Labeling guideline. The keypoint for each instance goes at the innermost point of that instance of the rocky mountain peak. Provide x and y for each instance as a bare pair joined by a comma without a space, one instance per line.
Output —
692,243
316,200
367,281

:::

Can you put every line of the material above into a numbered list, leaving out any blank lines?

1. Labeling guideline. The keypoint for each instance goes at the innermost point of that instance of the rocky mountain peak. Provide x and y for each instance as a bare pair joined by a comma without a space, one instance per line.
2. Output —
3. 692,243
4. 316,200
5. 367,281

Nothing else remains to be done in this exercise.